Directions for this task:
Print the records exactly and in full, please; the pictures stay out.

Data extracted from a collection
^^^^^^^^
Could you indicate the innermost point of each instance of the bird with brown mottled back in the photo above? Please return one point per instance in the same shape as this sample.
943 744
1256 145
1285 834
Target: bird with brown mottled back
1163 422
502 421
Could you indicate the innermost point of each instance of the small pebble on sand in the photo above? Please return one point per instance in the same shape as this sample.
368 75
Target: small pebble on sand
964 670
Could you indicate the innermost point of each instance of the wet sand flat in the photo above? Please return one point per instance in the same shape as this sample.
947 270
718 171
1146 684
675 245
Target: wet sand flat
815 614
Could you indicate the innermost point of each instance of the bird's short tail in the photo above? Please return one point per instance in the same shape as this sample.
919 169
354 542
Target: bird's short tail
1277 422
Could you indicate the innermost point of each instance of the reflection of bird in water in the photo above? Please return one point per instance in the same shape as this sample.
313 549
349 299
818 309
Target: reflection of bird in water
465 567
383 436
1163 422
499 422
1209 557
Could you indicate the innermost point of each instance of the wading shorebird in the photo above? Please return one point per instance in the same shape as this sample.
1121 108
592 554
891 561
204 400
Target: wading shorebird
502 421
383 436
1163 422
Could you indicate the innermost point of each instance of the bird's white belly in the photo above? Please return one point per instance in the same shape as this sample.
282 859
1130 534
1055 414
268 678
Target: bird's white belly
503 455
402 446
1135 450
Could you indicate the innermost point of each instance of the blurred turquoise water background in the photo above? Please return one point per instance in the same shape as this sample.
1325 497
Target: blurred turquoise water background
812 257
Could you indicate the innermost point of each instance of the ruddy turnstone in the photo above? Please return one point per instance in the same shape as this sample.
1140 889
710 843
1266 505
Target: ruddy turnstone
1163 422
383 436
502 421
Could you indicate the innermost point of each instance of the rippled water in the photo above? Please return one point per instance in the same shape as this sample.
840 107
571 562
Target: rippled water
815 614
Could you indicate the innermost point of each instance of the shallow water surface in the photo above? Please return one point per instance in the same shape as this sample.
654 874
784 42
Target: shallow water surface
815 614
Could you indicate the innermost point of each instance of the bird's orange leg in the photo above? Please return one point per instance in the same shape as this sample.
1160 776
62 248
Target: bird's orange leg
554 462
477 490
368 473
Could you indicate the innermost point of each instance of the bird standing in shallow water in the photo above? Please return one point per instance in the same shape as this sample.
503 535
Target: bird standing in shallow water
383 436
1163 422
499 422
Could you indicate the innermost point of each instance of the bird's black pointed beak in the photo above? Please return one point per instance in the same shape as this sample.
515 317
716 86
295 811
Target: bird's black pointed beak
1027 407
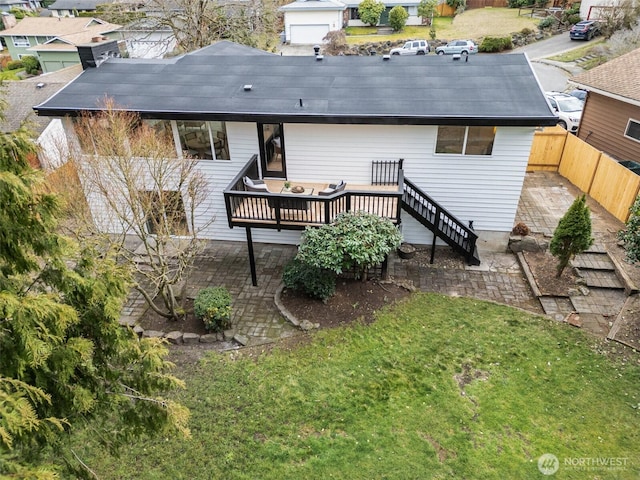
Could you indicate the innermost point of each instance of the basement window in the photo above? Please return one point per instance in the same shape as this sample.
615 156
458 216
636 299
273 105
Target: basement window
633 130
459 140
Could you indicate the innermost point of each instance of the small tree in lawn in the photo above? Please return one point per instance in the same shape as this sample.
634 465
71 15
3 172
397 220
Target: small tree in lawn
427 9
336 42
370 11
145 191
573 234
398 17
354 241
631 236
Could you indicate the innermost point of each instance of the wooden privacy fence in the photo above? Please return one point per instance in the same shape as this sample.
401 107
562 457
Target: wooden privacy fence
612 185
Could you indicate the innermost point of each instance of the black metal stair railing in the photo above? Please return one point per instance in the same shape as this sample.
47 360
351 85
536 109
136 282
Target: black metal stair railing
443 224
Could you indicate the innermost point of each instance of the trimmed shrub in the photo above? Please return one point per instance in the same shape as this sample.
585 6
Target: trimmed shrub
31 64
572 235
355 241
213 306
495 44
14 65
315 282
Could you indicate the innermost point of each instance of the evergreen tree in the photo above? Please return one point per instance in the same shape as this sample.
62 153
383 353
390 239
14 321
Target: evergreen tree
398 17
573 234
64 357
370 11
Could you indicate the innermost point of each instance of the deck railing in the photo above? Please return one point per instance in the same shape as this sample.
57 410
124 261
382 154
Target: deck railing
295 212
442 223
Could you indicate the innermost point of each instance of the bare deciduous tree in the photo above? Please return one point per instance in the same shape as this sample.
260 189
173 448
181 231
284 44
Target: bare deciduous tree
199 23
136 186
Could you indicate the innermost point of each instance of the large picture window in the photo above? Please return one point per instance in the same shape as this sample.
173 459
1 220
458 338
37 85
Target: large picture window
458 140
206 140
633 130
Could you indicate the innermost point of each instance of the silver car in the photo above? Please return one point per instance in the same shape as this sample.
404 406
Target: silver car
462 47
567 108
412 47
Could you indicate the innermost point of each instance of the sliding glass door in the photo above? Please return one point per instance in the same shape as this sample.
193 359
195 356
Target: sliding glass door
272 159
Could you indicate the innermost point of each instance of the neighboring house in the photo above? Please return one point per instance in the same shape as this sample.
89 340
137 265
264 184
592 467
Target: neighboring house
54 40
48 132
597 9
307 22
352 19
319 120
7 5
611 116
71 8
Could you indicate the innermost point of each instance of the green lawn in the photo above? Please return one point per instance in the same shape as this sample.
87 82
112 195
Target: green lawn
474 24
386 401
10 74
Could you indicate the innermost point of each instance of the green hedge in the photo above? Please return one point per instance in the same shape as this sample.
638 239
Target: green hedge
495 44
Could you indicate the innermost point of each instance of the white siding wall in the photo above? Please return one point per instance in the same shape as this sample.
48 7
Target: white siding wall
54 149
485 189
331 18
243 144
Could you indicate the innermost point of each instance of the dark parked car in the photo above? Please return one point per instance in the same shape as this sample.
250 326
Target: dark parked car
584 30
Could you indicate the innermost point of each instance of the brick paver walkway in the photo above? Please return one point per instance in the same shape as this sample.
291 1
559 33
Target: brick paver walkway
545 198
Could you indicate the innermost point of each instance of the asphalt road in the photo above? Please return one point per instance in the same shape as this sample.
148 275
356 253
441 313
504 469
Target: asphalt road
552 76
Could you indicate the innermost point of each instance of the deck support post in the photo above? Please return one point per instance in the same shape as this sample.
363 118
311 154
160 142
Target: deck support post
385 268
433 247
252 258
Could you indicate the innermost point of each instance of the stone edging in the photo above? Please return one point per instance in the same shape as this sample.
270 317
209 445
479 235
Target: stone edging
291 318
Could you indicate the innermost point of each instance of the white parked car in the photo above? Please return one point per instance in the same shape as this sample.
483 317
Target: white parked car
462 47
412 47
568 109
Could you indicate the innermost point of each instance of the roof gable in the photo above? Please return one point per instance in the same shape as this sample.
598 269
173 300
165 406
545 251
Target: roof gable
59 26
619 77
498 89
20 97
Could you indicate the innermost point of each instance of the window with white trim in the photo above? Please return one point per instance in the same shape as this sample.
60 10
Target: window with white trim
459 140
205 140
20 41
633 130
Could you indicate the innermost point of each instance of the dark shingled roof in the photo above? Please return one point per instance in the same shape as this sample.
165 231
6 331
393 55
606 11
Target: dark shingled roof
420 90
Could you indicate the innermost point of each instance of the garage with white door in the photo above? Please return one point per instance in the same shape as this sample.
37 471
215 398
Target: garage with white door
303 34
308 22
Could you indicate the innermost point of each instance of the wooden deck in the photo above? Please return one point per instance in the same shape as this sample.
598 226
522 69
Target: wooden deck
285 210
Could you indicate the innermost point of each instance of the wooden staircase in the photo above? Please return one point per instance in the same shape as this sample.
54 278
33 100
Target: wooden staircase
442 223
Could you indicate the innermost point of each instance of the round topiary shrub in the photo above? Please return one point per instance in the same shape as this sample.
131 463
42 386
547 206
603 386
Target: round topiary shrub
213 306
547 22
315 282
15 65
495 44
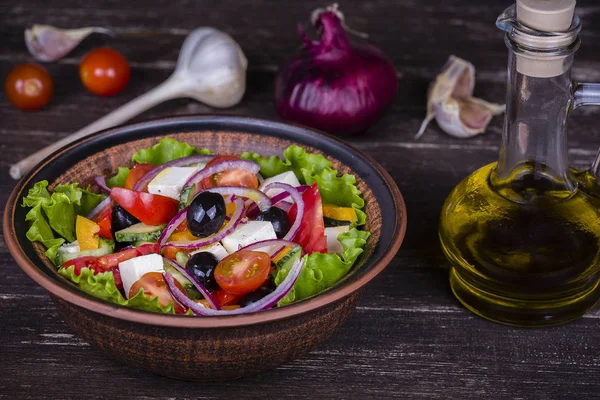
^^^^^^^^
The completed task:
Could you indicate the innermost point of each instance of the bird with brown mottled back in the photo above? Please return one point per instance in the same shape as this sample.
943 744
1256 145
1285 834
Target: bird with brown mottled back
1163 422
502 421
Could you indicate the innermost point of each instance of the small pebble on sand in the photo above? Please return one point per instance in the same shape as this sample.
368 75
Target: small pebble on sand
964 670
Could you indicate the innermost point of each instance of the wet sand flat in the photo above? Please return one point per instance in the same shape as this sample.
947 270
718 171
1146 684
675 245
Target: wet sand flat
815 614
Could you indicate the innermost point of each instance of the bird's short tail in the photo above? Please return one point per instance in the same shape as this sample.
919 169
354 542
Target: bird's short tail
1277 422
Could you indicate the innermost point of each instance of the reflection of bird in water in the photo above? Please return one point per instance in the same shape as this sample.
313 549
349 299
818 309
Target: reflection of bird in water
465 567
383 436
1163 422
499 422
1209 557
Could you indicate the innermost point of each instance of the wading shorebird in the photo above? Please return one point per instance in the same shape as this sample.
1121 108
592 554
891 561
204 400
Target: wading shorebird
502 421
383 436
1163 422
Could you indicate the innermost point of each instance of the bird's white belly in the photo above? Please return one point per instance in the same shape as this sample.
282 859
1130 534
1055 414
268 678
Target: bird's white belly
503 455
402 446
1135 450
Could you indicate the innermost point of each instance of the blurred turquoise water background in the photo above? Please return one point per instance in the same shape as this sample.
1325 497
Target: blurred turquoise water background
812 257
Could you indicate the innermost point of each instance of the ruddy turnstone in the photo above? Please return one point per instance in the same shape as this sample.
1140 889
710 843
1266 505
Target: ruddy turnstone
1163 422
383 436
502 421
Could you indicate the innermost point of each instance of the rippled water in the photo above? Please return one point per instance in the same shape as this sample.
840 107
571 562
Target: rippled water
815 614
Could you indicate the innermost point of each instance of the shallow water surface in the photo above? Please return one point per instance in the same shape as this sample.
654 874
784 42
Target: shallow water surface
815 614
Could you indicate the innermost point of each instance of the bird's orange leg in the photo above? Please return one point per instance in the same shape as this sample.
1160 776
62 248
Target: bird's orange leg
554 462
477 490
368 473
Could you indicate the innermost point of each instance of the bird standing in shallow water in the photo above? Please return one point per instance in the same shape as this sample.
503 535
Target: bird standing in shallow water
383 436
1163 422
499 422
Could you indicate the innermost point of each instance of the bird's black pointed beak in the photo above? Please return one point per instance in the same shape as this sample.
515 317
716 86
295 811
Target: bird's black pointed beak
1027 407
Could you indicate the innermost point of each instance of the basement window in the photo above? Please return one point per instance in the same shape as this sample.
615 156
458 216
636 299
273 105
Target: basement window
633 130
459 140
Could you indicate the innermost point of each instance of the small tree in lawn in the photo above? Please return one point per instance in the same shape as this sample.
634 465
71 15
3 172
397 220
Target: small tree in lawn
427 9
336 42
370 11
145 191
573 234
398 17
354 241
631 236
Could you indicate the innermost point of each instance of the wooden privacy fence in the photo above? Please return one point per instance in the same shape as this sample.
401 107
562 457
Target: wooden privacy fence
612 185
Could you indicate the innermost point of each instance of the black metal stair railing in the photo above? Please return one point per instance in the same shape as this sample.
47 360
351 85
536 109
136 282
Target: black metal stair railing
443 224
Could you indicate the innermost point of each instance of the trimmed shrub in the photo above? Please return one point per instance in the same shape as this sample.
585 6
Target: trimmed shrub
31 64
572 235
355 241
213 306
495 44
14 65
315 282
Could you indicate the innermost point of each instance of the evergreen tree in the photo above? Please return one point per instance in the same shape as this sample.
62 153
383 353
390 239
14 321
Target: evergreen tree
398 17
573 234
64 357
370 11
Could you indicate the innermost point of each instance of the deck railing in the photo above? Please return one point per instance in the same shape as this sample.
57 410
124 261
382 154
Target: deck railing
295 212
442 223
Could you indicate the innermost point of each instance of the bare deciduous tree in the photo above? Please return one point per instance in the same shape as this sample.
260 189
173 448
181 231
284 44
Target: bare deciduous tree
199 23
136 186
Could you indicate the innermost point of each instance of the large picture window in the photo above? Please return one point per instance in the same shape as this sample.
173 459
1 220
458 338
37 85
Target: large picture window
458 140
206 140
633 130
Could you indicate the innermost point of each instance of the silver car in the photo above? Please return one point per instance in the same shape as this sample.
404 406
Target: silver car
462 47
567 108
412 47
Could you indicate the innermost point of each instance of the sliding glass door in the photo above? Please return one point per instance in the same shape as this sample.
193 359
195 356
Target: sliding glass door
272 159
Could you indicate the innermost point of each instance of the neighboring house in the photo above? Please return one point per instance in the same shape as this sample.
89 340
137 265
264 184
592 467
Target: neighboring house
54 40
48 132
597 9
307 22
352 19
319 120
7 5
611 116
71 8
Could you indicate the innermost point of each instance of the green lawn in the photo above? Please return one point per instance in the same shape as this sample.
87 82
112 195
Target: green lawn
474 24
386 401
10 74
Could you indicate the innermost point of each instance of the green hedge in the photo above? Please return one point per instance in the same shape as this sample.
638 239
Target: green hedge
495 44
Could you indicate the innermost point of each instance of the white siding wall in the photo above? Please return one point per instance in the same shape as this sample.
48 7
Target: white siding wall
54 149
485 189
331 18
243 144
Could you indicate the innermost point of each instance of the dark parked car in the photo above? Please return one point per instance in the same shape as this sample.
250 326
Target: dark parked car
584 30
Could you indicate the innermost point of each instance of the brick paver walkway in the photo above? Please return one point per instance in the same shape as this sample.
291 1
559 33
Target: brick paver walkway
545 198
Could you indicate the innermost point of each instance of the asphalt road in the photo above? Please return one point per instance in the same shape as this sample.
148 275
356 253
441 313
504 469
Target: asphalt road
552 76
Could you indicate the innermost point of each instance of the deck support post in the photo above? Please return one point per instance in the same shape as this sample.
363 118
311 154
160 142
Target: deck support post
385 268
433 247
252 258
Could you indicate the innermost point of each instance of the stone edging in the photo above? Please return one point per instance in the same shape as this sample.
270 317
209 445
479 235
Target: stone edging
291 318
Could you indicate the innermost point of each instance of the white parked car in the photo above? Please return one point per instance in the same shape as this sample.
483 317
Target: white parked car
462 47
412 47
568 109
Could you indicate the innermost point of each instance of the roof gable in the photo above? Please return one point per instance in the same shape as this sample.
598 269
173 300
165 406
545 251
Target: roof gable
59 26
619 77
498 89
20 97
Could you indicate the innermost point of each instance of the window with white trim in the photo above? Please return one point per instance in the same shape as this sample.
60 10
Target: window with white trim
459 140
205 140
20 41
633 130
Could you indicate the innermost point of each instance of the dark shingled roof in the photo above? Please return one point per instance in the same shape as this sample.
165 231
6 331
393 55
606 11
Target: dark shingled roof
420 90
Could you indicate the innermost point of each instance of the garage with white door in the photo above? Please return one point per instance in the same shape as this sample.
37 471
215 398
Target: garage with white door
303 34
308 22
Could you indicate the innermost point of each instance of the wooden deck in the photo above? Please return one point per instance in the same shape as this sample.
598 226
522 69
Target: wooden deck
285 210
Could you indicate the innermost point of each instance of the wooden staircase in the photo above? Please return one point per instance in the same shape as this sample.
54 278
33 100
Target: wooden staircase
442 223
Could you indicate the innermost point of each instance of the round topiary shrub in the photo above? Please return one point per instance in the same shape as this sample.
131 463
42 386
547 206
603 386
Target: round topiary shrub
213 306
547 22
315 282
15 65
495 44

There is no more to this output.